**The task:** Show every line of the rows that contains the word "then".

[[ Records for the exercise, beginning ]]

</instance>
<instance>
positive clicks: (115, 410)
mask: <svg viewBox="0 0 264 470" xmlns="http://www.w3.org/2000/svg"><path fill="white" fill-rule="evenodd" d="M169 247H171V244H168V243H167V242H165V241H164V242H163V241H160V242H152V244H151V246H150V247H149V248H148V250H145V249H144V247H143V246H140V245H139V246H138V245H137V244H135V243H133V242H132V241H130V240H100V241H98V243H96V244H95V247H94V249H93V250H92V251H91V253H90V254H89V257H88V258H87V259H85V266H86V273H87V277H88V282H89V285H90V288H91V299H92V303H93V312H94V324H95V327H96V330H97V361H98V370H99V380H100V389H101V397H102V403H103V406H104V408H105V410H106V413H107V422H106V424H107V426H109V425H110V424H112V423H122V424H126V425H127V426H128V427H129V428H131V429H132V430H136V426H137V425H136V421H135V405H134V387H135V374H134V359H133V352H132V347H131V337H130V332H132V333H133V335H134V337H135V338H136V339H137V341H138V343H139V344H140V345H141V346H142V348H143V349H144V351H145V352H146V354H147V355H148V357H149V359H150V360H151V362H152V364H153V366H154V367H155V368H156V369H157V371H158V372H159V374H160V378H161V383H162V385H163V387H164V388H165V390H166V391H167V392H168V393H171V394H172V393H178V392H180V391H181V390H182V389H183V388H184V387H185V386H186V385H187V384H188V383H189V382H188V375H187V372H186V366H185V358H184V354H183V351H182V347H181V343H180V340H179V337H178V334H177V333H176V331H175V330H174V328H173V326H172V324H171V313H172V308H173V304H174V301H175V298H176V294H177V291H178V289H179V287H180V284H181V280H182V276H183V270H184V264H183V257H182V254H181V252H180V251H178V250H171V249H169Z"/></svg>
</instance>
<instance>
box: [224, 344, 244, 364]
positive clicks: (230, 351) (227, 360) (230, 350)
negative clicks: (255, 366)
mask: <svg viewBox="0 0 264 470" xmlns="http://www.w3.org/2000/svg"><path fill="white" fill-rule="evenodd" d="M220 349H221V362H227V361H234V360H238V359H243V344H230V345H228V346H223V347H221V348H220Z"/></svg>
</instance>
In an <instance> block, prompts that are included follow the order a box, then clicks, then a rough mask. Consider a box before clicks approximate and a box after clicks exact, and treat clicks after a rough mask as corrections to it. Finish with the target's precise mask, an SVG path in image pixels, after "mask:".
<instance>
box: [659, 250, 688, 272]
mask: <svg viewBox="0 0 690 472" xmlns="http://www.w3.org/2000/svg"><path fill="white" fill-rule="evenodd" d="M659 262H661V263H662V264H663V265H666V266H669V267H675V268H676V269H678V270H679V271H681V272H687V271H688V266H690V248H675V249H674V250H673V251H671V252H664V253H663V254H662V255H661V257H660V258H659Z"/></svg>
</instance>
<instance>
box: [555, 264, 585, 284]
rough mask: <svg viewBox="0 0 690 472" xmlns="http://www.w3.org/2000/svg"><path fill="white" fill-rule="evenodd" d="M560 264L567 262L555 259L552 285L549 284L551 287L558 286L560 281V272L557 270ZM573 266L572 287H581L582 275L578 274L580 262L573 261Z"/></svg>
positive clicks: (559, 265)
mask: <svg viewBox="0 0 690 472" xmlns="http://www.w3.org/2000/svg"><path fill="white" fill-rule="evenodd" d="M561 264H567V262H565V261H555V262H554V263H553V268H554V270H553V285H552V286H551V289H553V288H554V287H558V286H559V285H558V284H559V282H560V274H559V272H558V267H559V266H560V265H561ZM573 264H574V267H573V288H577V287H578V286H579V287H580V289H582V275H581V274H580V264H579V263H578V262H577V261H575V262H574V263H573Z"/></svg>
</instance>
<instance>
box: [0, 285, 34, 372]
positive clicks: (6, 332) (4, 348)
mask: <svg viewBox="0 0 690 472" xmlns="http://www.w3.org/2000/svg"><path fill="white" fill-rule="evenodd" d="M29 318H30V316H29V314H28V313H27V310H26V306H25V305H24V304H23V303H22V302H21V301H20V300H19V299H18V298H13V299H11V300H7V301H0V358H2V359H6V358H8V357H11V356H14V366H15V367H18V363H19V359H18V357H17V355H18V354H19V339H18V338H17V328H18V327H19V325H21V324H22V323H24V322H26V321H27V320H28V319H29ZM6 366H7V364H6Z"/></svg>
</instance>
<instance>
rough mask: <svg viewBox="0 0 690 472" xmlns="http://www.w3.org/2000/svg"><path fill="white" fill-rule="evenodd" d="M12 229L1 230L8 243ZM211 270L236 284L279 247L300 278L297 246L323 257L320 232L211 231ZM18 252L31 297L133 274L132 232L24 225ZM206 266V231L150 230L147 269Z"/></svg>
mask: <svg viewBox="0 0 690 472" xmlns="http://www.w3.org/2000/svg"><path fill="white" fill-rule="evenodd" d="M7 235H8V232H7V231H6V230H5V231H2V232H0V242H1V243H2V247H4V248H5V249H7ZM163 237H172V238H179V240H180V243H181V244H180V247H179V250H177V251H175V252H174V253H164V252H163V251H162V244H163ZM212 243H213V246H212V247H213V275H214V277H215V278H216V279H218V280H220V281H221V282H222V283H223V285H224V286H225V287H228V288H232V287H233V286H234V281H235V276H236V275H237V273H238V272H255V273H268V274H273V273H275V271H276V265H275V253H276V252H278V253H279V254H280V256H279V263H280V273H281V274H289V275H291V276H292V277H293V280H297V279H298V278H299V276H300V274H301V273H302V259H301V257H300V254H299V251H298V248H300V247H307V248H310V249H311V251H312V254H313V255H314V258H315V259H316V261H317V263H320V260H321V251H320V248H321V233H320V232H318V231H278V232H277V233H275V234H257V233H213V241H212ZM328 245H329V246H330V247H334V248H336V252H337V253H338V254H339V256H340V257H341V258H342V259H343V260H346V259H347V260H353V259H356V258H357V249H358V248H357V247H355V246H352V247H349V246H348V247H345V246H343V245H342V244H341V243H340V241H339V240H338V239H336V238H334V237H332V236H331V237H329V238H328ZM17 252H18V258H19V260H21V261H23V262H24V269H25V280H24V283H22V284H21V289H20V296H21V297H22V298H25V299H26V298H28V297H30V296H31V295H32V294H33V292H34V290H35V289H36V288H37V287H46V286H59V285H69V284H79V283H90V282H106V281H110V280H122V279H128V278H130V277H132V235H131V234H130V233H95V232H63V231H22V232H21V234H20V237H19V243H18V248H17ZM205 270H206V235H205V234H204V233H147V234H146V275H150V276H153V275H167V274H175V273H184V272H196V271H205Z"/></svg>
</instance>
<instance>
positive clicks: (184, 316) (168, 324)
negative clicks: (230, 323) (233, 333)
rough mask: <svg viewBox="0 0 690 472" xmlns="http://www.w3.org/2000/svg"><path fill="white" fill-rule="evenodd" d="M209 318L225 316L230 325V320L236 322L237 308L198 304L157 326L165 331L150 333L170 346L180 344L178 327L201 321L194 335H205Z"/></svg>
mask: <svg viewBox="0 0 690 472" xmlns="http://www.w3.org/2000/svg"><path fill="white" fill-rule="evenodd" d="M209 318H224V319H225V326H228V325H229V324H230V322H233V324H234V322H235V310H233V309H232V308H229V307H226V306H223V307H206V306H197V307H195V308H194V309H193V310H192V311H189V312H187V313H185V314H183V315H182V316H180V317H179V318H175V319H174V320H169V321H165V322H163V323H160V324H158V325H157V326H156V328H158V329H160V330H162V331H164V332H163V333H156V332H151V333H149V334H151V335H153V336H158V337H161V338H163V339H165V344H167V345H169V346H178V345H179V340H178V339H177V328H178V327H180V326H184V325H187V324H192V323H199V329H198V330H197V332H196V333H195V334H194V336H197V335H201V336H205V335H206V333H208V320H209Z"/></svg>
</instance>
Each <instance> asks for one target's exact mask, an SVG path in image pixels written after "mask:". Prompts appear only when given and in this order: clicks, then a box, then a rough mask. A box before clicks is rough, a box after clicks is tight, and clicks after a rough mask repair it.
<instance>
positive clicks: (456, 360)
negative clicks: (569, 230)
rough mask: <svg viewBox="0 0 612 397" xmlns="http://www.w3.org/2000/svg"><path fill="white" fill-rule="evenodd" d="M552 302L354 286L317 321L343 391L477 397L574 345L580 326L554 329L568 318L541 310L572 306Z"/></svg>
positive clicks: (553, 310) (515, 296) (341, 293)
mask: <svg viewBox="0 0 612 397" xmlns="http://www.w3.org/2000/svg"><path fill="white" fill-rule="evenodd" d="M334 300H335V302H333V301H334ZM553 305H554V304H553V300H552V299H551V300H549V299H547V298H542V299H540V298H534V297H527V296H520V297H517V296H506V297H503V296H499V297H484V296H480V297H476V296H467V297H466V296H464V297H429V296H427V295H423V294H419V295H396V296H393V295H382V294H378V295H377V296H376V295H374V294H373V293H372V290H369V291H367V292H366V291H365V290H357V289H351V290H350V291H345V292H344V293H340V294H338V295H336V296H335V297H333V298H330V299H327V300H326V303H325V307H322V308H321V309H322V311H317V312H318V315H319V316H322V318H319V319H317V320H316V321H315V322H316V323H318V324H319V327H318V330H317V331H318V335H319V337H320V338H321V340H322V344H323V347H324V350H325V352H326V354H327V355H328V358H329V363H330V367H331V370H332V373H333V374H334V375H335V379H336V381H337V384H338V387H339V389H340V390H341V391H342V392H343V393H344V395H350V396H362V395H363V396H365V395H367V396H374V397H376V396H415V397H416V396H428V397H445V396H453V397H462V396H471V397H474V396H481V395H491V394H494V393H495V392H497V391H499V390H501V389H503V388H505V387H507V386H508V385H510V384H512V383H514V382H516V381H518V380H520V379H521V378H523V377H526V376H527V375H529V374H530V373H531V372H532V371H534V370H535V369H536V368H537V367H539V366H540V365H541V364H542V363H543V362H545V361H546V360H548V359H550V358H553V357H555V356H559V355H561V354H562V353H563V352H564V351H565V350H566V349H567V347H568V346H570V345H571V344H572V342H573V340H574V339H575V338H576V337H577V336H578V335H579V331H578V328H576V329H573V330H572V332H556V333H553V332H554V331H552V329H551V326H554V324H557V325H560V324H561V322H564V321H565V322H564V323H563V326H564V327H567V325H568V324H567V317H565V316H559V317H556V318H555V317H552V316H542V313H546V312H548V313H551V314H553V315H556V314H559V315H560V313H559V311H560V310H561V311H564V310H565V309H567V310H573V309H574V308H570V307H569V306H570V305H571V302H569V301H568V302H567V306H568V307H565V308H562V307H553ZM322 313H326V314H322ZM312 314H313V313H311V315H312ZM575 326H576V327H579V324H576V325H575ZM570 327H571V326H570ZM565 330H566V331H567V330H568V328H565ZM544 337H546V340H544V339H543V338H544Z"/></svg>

[[ Records for the exercise, end ]]
[[ Records for the exercise, beginning ]]

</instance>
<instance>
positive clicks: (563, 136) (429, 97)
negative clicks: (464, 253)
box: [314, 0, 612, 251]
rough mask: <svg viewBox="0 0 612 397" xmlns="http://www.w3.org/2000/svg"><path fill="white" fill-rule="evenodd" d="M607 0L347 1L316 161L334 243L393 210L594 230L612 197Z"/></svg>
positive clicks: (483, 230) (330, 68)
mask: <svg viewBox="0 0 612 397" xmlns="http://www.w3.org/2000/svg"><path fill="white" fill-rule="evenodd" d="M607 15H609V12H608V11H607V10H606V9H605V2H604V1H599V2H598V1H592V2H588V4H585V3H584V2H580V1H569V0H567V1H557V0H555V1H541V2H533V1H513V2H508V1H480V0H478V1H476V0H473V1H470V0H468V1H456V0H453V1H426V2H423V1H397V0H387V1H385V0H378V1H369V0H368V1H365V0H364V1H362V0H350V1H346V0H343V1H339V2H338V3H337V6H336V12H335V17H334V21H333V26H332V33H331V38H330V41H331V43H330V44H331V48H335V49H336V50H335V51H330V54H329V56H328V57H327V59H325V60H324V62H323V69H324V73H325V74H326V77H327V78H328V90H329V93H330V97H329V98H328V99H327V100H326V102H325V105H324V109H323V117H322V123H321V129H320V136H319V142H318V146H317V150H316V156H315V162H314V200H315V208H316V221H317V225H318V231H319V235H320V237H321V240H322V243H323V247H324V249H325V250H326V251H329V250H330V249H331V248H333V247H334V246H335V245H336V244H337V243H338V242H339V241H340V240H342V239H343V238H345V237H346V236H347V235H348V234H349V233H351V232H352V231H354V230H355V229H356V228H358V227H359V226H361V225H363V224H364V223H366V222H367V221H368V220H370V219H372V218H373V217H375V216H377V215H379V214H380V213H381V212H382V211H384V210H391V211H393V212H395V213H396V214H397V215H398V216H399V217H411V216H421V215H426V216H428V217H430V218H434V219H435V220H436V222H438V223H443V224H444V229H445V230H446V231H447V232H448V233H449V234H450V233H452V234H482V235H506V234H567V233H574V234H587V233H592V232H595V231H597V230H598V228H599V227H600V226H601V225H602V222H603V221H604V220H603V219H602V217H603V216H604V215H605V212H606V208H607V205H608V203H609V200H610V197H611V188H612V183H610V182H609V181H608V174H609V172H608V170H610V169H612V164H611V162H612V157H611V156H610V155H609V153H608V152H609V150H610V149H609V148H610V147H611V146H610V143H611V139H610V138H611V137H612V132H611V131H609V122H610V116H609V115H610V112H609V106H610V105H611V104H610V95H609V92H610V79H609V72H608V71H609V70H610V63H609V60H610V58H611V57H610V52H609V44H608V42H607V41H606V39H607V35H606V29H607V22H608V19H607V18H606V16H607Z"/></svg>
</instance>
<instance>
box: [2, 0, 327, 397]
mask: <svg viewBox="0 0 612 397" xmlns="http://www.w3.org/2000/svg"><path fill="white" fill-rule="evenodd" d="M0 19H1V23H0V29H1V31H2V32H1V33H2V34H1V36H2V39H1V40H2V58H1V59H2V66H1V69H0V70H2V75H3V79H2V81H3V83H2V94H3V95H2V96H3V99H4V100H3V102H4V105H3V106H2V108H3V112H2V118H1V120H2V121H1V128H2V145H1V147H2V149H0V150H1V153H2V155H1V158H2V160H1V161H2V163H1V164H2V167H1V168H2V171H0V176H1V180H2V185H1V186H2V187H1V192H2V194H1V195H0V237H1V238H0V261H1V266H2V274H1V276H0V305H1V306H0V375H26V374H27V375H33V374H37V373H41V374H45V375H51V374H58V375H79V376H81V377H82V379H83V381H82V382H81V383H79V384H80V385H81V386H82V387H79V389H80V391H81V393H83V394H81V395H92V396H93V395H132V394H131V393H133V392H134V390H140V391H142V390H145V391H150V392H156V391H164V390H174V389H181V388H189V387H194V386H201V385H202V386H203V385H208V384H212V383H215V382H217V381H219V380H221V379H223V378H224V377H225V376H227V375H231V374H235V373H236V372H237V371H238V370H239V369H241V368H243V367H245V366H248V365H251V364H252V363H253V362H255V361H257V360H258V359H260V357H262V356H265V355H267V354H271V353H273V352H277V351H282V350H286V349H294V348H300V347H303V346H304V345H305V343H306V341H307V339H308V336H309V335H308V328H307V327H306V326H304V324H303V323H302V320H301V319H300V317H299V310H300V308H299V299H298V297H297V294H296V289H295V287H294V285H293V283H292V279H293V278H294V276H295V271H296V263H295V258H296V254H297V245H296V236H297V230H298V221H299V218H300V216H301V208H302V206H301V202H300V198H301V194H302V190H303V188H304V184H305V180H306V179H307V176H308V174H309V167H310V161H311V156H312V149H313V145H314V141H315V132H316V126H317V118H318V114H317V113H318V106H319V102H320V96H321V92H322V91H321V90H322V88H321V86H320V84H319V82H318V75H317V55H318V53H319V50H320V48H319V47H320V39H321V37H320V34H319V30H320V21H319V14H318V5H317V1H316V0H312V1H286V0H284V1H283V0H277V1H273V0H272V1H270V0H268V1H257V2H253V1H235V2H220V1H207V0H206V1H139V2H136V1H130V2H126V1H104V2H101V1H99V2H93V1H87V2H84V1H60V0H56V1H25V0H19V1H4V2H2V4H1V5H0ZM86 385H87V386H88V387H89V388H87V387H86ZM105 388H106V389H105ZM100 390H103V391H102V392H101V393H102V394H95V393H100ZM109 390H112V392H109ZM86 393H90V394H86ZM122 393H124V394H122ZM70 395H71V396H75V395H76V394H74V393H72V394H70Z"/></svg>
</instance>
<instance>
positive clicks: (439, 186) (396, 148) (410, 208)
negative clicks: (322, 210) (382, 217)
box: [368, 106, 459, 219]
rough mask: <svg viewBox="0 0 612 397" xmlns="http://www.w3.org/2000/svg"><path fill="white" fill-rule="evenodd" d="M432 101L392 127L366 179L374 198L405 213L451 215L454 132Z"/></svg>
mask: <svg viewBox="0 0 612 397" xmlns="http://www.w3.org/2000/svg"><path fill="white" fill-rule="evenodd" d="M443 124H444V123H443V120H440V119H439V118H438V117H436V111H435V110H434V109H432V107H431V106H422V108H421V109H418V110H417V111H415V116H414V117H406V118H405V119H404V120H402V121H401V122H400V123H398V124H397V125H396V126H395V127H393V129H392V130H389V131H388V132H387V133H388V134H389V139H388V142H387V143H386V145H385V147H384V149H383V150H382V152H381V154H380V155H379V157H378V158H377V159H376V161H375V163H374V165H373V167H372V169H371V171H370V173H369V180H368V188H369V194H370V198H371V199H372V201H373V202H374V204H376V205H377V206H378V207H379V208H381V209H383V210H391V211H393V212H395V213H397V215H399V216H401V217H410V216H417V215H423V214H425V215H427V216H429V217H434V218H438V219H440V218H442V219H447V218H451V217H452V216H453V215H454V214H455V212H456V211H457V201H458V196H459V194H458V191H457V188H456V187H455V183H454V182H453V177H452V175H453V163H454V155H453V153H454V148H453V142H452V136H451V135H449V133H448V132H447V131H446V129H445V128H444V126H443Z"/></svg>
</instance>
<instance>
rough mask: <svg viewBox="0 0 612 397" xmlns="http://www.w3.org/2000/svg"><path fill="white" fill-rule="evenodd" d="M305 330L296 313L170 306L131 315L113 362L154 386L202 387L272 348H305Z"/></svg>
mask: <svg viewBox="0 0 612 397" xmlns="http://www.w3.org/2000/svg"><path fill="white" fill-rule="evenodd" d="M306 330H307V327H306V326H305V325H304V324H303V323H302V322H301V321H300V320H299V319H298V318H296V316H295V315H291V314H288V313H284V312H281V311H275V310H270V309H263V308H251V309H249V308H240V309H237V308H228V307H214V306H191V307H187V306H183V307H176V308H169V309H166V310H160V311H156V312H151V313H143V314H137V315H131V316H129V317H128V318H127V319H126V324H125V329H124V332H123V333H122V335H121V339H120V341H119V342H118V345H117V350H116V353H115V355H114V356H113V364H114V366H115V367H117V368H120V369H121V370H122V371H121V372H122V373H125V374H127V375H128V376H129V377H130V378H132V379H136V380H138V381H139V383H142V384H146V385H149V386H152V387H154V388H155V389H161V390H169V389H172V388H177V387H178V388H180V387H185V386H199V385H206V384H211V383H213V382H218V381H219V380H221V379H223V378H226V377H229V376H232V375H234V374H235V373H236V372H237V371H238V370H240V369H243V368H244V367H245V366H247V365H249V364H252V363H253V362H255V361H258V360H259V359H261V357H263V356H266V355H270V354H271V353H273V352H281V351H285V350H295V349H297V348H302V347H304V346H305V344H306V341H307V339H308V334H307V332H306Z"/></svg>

[[ Records for the exercise, end ]]

**Result of the task:**
In an <instance> block, prompts that are included follow the order a box, then clicks, then a rough mask. Consider a box before clicks approximate and a box after clicks exact, and treat clicks after a rough mask as corrections to it. Finish with the target's precise mask, an SVG path in image pixels, after "mask:".
Each <instance> asks for one target's exact mask, an SVG path in image pixels written after "mask:". Prompts appear only when given and in this order: clicks, then a box, then a rough mask. A box before clicks is rough, a box after clicks is tight, and clicks after a rough mask repair it.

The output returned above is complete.